▸ **Given information**
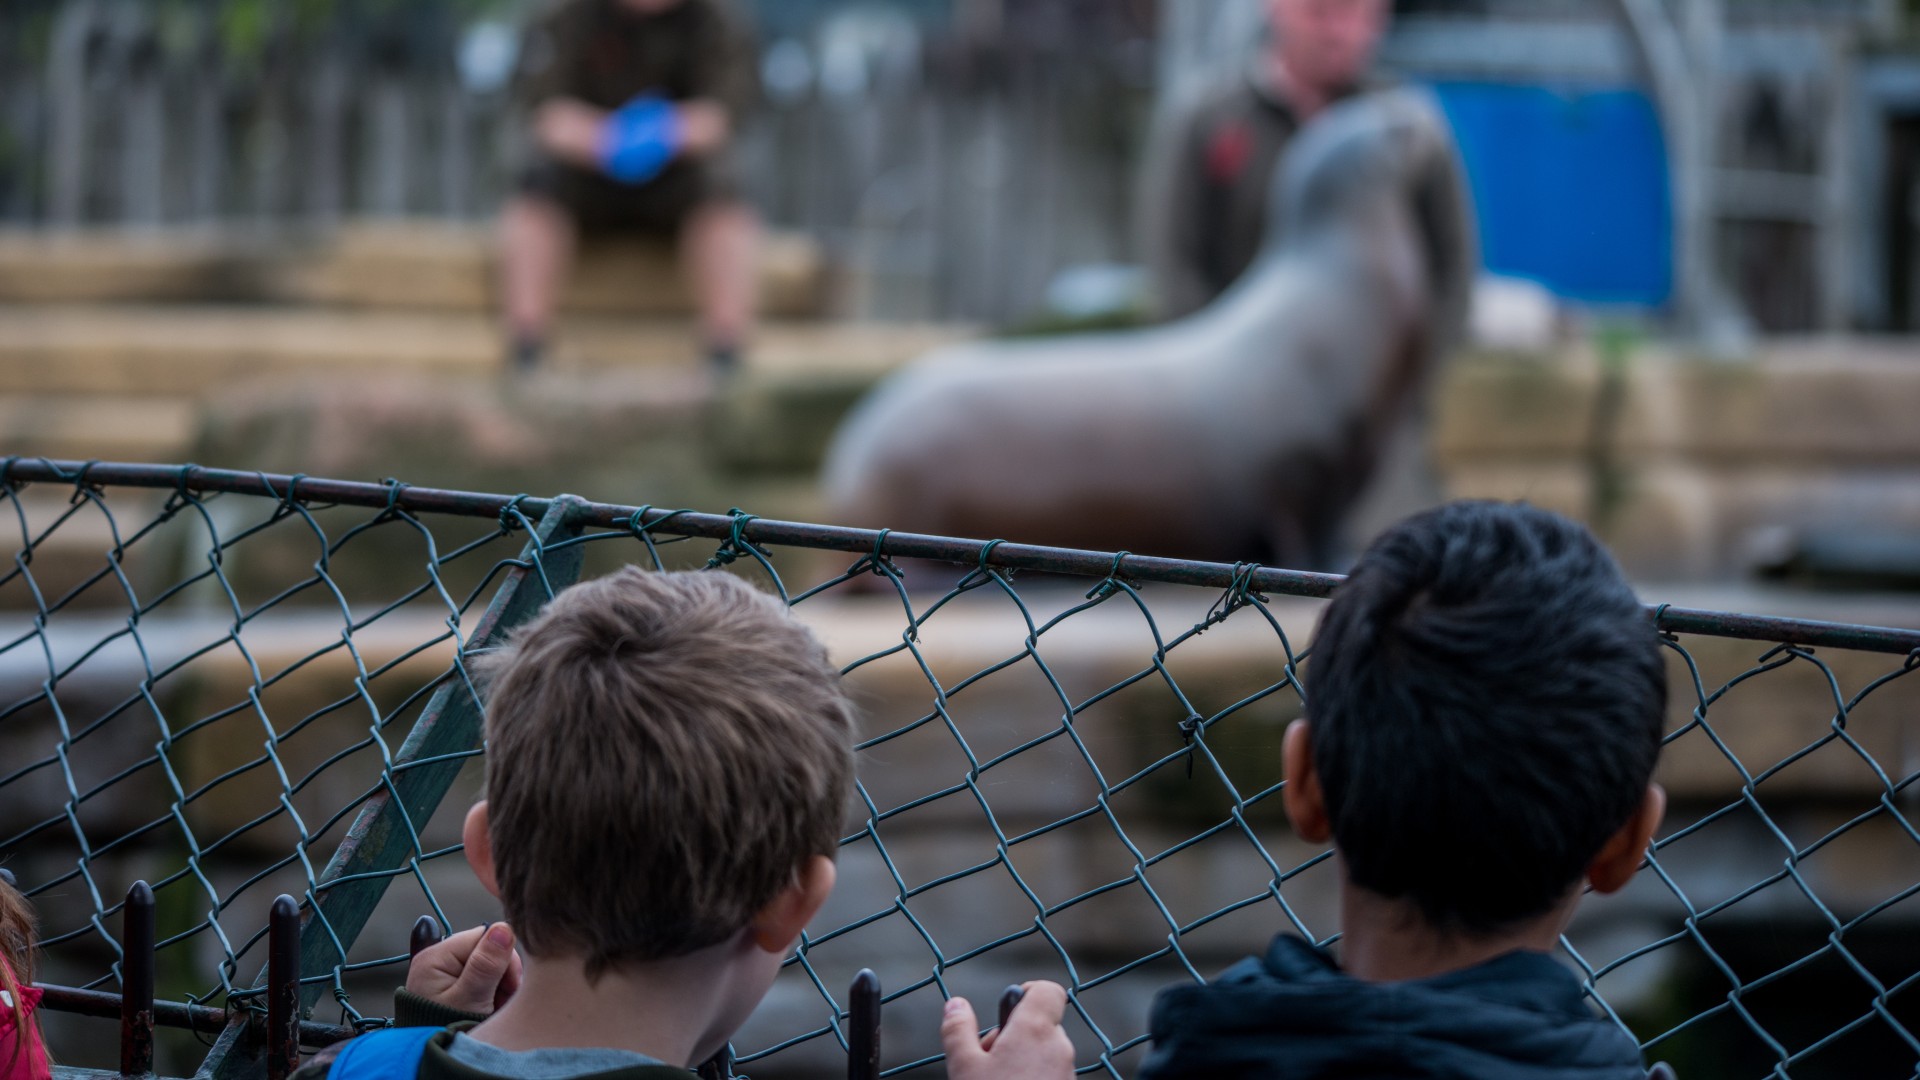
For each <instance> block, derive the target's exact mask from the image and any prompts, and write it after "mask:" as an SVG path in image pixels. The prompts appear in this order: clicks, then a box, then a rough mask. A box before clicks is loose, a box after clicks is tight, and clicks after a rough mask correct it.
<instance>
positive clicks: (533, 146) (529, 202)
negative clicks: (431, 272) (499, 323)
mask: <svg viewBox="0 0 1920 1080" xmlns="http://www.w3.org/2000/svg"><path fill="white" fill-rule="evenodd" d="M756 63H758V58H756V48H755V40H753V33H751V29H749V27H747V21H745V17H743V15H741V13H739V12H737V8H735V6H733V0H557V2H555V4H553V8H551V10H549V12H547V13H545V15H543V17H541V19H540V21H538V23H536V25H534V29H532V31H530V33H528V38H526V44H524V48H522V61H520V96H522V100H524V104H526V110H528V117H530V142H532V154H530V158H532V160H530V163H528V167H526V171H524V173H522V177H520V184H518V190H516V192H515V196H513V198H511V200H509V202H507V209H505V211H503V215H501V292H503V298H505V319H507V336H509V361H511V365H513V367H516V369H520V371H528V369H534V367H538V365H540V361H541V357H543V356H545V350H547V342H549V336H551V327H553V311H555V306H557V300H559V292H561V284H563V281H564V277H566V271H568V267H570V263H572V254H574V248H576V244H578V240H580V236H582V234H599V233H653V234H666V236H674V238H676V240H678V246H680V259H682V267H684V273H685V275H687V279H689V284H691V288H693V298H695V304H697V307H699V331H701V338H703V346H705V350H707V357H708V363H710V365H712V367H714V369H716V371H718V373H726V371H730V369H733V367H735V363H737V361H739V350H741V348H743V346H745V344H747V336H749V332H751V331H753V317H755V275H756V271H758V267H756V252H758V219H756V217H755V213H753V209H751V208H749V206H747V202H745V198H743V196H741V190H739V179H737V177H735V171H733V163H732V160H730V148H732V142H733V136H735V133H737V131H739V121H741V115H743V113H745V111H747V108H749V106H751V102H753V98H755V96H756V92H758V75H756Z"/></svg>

▸ **Exercise description**
For each line of the listing that holds the word "instance", show that line.

▸ **Output of the exercise**
For each <instance> block, derive the target's exact mask from the image and any prompts, and write it after "mask:" as an SVG path in image pixels. The prompts appear in this order: clicks, then a box, then a rough mask. A box before clicks is loose, a box after clicks is tight, and clicks after a rough mask correct it.
<instance>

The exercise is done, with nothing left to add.